Document source —
|---|

Le député qui semble avoir oublié les associations
Le maire de Saint-Quentin, candidat de la droite aux élections régionales et concurrent de Nicolas Sarkozy dans la course à la présidentielle 2017, a fait ce qu’il faut pour se placer sous le feu des projecteurs. Mais dans l’utilisation de la réserve parlementaire, il ne s’est distingué que d’une manière banale : les 144.997 euros qu’il a distribué l’ont été à 42 communes et aucune association. Principaux versements : 15.000 euros à Brissay Choigny (« enfouissement réseaux rues du centre village »), 12.000 à Maissemy (« 2e tranche des travaux enfouissement rue étangs / rue Félise »), 10.000 à Flavy le Martel (« travaux de réfection et sécurisation rue de la fontaine »), 10.000 à Francilly Selency (« mise en sécurité d’un bassin de rétention »).
Le député radin (?)
Jacques Krabal (RRDP, Aisne)
Le qualificatif n'est pas des plus sympathiques, admettons-le, puisque l'élu pourrait aussi bien passer, au contraire, pour un honnête politique, qui ne veut pas trop toucher à cette bizarrerie qu'est la réserve parlementaire. Le fait est que Jacques Krabal n'a pas réussi ou voulu réunir plus de 58.800 euros à distribuer. Cette somme, deux à trois fois inférieure aux autres, il a toutefois réussi à en faire profiter 39 bénéficiaires. La liste : Patrimoine Vivant, Festival Jean de Lafontaine, Comité des fêtes du muguet, Association sportive d’Etampes sur Marne,… et quantité de communes.Le député qui a ses chouchous
Le gagnant aurait pu être Michel Françaix, qui n'a fait que 8 heureux. Mais il a déjà remporté le prix du "député qui arrose sa commune". Alors nous mettons René Dosière à l'honneur. Il a distribué 150.000 euros entre seulement 14 bénéficiaires, dont 30.000 à organisme de gestion de la ferme de Moyembrie (affaires sociales) et 30.000 à Urcel (parking du foyer rural). Les autres heureux sélectionnés : à la fois des communes et des associations, avec plusieurs versements de 10.000 euros.
René Dosière est presque à égalité avec Patrice Carvahlo (GDR, Oise), qui a fait 14 heureux mais avec seulement 129.657 euros d’enveloppe globale.

|---|

Données fournies —
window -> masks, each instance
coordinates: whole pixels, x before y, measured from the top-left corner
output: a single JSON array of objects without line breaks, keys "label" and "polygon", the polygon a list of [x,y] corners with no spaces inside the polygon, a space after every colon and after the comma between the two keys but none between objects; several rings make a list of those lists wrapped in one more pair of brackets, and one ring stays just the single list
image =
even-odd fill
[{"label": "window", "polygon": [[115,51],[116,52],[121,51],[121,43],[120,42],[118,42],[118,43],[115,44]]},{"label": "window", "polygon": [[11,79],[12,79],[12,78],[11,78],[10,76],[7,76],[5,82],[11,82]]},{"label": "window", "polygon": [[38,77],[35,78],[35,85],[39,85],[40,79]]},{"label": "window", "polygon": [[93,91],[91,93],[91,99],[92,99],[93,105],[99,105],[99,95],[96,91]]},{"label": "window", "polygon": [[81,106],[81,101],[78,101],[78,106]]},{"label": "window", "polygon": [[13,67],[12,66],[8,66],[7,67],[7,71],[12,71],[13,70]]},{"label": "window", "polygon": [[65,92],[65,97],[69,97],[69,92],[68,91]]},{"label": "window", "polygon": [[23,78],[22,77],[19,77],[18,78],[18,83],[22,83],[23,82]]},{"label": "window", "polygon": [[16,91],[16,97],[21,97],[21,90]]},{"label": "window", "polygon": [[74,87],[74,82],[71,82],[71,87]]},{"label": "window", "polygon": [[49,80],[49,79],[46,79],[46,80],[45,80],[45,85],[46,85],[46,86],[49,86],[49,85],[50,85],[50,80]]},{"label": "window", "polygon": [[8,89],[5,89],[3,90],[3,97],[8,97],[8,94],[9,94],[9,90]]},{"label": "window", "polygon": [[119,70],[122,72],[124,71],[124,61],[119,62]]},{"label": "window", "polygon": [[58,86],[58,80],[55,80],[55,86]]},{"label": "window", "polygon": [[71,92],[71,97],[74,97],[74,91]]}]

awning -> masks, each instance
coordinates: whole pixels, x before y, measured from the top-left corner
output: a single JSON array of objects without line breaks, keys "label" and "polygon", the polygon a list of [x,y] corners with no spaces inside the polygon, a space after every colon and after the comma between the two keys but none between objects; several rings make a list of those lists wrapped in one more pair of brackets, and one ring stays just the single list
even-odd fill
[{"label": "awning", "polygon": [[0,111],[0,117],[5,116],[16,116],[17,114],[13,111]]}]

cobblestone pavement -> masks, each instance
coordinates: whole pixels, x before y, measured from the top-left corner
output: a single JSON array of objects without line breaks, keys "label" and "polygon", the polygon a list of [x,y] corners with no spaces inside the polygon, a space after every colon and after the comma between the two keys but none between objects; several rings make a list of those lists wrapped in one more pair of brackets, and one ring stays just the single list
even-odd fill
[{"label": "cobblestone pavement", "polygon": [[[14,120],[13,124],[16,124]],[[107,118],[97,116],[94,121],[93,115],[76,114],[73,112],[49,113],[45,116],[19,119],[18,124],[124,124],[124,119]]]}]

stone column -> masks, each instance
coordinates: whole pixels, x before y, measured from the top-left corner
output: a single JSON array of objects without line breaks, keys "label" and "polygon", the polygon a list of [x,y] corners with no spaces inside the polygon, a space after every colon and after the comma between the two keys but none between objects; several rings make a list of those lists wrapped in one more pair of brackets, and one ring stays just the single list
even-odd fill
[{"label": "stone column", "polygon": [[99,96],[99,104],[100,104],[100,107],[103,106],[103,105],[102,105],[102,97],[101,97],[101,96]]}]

|---|

Liste des tâches —
A - Indiquez si chacune des affirmations suivantes concorde avec l'article sur la réserve parlementaire, en citant à chaque fois les mots décisifs du texte. (i) Le maire de Saint-Quentin a versé une partie de sa réserve à des associations. (ii) René Dosière a réparti 150.000 euros entre 14 bénéficiaires. (iii) Patrice Carvahlo disposait d'une enveloppe globale plus importante que celle de René Dosière.
B - Poursuivez l'article sur la réserve parlementaire après sa dernière phrase.

Réponses aux tâches —
A -
(i) Non : « les 144.997 euros qu’il a distribué l’ont été à 42 communes et aucune association ».
(ii) Oui : « Il a distribué 150.000 euros entre seulement 14 bénéficiaires ».
(iii) Non : « qui a fait 14 heureux mais avec seulement 129.657 euros d’enveloppe globale ».

B -
Les deux hommes sont suivis de près par une ministre : Pascale Boistard, députée PS de la Somme jusqu’à l’été 2014. Elle a choisi un petit nombre de projets, mais avec de fortes sommes. Ses 130.000 euros de réserve parlementaire se sont répartis entre des communes et des associations sportives. Au top des bénéficiaires de la générosité de l’actuelle secrétaire d’Etat au Droit des femmes : la commune de Saint-Riqiuer (20.000 euros pour la salle évolutive sportive) et celle de Domqueur (transfert de la mairie dans l’ancien presbytère).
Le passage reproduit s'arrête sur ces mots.